**YOUR ASSIGNMENT:**
Write out the following listing's lines from the one with "the white tent" to the one with "[[550, 184], [196, 82], [356, 183]]", exactly, with both included and no others.

**DATA LISTING:**
--- START ---

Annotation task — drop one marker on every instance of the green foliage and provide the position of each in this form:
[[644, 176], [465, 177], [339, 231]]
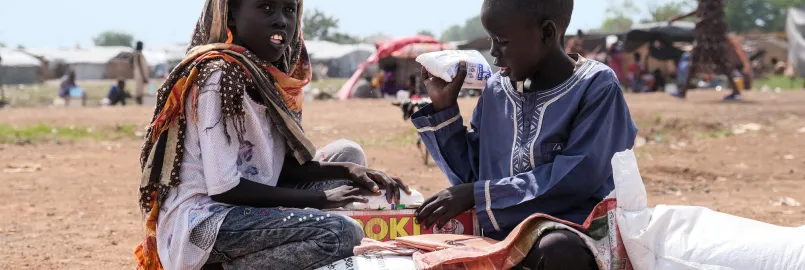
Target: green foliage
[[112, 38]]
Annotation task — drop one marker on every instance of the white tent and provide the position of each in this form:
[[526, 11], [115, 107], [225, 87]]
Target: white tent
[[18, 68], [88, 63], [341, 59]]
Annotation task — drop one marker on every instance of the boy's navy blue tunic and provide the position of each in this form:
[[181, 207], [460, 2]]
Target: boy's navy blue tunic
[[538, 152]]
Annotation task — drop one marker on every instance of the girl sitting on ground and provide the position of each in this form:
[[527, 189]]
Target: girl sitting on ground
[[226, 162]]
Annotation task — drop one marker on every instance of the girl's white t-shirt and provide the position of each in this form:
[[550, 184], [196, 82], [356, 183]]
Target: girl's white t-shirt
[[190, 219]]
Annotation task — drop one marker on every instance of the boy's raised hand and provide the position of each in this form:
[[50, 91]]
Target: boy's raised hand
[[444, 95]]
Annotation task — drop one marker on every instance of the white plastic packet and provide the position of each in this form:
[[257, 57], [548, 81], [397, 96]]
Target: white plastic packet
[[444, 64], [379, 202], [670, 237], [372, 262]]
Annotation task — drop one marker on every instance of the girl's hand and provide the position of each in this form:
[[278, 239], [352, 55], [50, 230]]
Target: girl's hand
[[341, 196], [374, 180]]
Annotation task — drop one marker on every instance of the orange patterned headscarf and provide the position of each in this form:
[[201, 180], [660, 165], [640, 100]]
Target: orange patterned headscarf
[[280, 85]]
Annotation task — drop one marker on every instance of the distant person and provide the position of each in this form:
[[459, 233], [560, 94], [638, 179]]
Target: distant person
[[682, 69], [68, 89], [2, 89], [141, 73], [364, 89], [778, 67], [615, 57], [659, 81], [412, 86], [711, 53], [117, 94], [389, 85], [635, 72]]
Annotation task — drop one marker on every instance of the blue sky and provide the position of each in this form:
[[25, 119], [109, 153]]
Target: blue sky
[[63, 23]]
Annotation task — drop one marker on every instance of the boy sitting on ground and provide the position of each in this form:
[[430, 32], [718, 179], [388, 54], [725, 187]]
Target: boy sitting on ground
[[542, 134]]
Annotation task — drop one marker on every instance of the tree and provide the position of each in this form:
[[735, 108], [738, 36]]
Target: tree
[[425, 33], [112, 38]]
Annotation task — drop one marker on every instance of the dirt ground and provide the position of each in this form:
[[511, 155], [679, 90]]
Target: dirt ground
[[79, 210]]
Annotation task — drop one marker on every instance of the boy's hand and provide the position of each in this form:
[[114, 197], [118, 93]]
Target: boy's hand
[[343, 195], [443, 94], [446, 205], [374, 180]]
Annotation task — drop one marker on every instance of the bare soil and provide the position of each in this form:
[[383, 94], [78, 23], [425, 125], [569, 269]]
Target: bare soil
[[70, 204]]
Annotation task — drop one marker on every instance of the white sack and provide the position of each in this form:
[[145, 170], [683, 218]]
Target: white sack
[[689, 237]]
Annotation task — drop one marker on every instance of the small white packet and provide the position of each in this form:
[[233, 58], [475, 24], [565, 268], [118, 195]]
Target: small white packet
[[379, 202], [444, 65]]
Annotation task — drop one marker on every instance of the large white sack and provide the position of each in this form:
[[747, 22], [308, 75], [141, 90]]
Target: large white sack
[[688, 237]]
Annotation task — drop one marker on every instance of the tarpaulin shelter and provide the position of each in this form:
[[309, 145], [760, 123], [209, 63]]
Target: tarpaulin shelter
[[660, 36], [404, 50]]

--- END ---
--- START ---

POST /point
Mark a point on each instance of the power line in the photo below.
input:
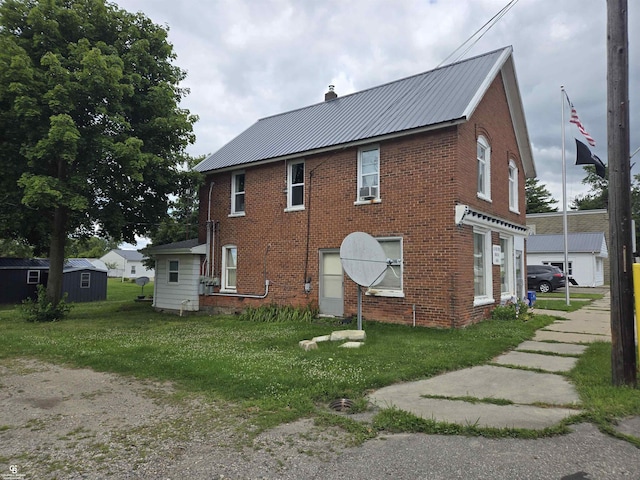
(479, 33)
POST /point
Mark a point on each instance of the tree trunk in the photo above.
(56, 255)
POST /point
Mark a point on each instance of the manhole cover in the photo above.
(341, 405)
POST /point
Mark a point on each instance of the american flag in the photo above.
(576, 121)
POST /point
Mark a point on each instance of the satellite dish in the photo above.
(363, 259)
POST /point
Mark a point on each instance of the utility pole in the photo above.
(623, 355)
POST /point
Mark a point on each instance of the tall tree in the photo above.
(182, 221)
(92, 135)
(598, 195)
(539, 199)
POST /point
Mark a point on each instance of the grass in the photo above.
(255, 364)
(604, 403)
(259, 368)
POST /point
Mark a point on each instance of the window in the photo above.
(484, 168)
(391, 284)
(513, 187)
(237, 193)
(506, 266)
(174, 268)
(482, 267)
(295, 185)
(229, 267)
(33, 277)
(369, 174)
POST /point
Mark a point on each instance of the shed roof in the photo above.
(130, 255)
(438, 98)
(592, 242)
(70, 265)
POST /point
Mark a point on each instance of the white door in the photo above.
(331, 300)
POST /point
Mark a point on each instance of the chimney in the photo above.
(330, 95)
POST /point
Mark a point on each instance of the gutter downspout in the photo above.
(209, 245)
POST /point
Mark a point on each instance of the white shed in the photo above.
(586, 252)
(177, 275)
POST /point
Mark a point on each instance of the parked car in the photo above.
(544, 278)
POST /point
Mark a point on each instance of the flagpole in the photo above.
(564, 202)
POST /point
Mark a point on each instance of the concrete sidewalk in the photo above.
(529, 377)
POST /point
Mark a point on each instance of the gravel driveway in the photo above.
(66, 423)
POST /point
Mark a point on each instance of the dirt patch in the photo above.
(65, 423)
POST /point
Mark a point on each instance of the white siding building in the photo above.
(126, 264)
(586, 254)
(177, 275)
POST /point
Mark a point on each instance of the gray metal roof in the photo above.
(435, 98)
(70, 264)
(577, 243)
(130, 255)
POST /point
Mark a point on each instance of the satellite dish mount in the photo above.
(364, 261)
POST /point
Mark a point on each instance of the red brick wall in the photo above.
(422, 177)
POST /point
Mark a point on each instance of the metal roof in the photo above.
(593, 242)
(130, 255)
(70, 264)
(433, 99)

--- END ---

**SOLVED PROBLEM:**
Annotation task — drop one marker on every instance of the white tent and provide the position of each in this form:
[[526, 11], [115, 107], [225, 87]]
Target: white tent
[[18, 68], [88, 63], [341, 59]]
Annotation task — drop one marker on every instance of the boy's navy blue tunic and provide the position of each in this form:
[[181, 207], [460, 2]]
Target: boy's navy blue tunic
[[538, 152]]
Annotation task — drop one marker on every instance of the girl sitting on ground and provide the position of each in this form:
[[527, 189]]
Target: girl sitting on ground
[[226, 162]]
Annotation task — drop one marker on every instance of the girl's white t-shirt and provide the position of each in this form:
[[550, 184], [196, 82], [356, 183]]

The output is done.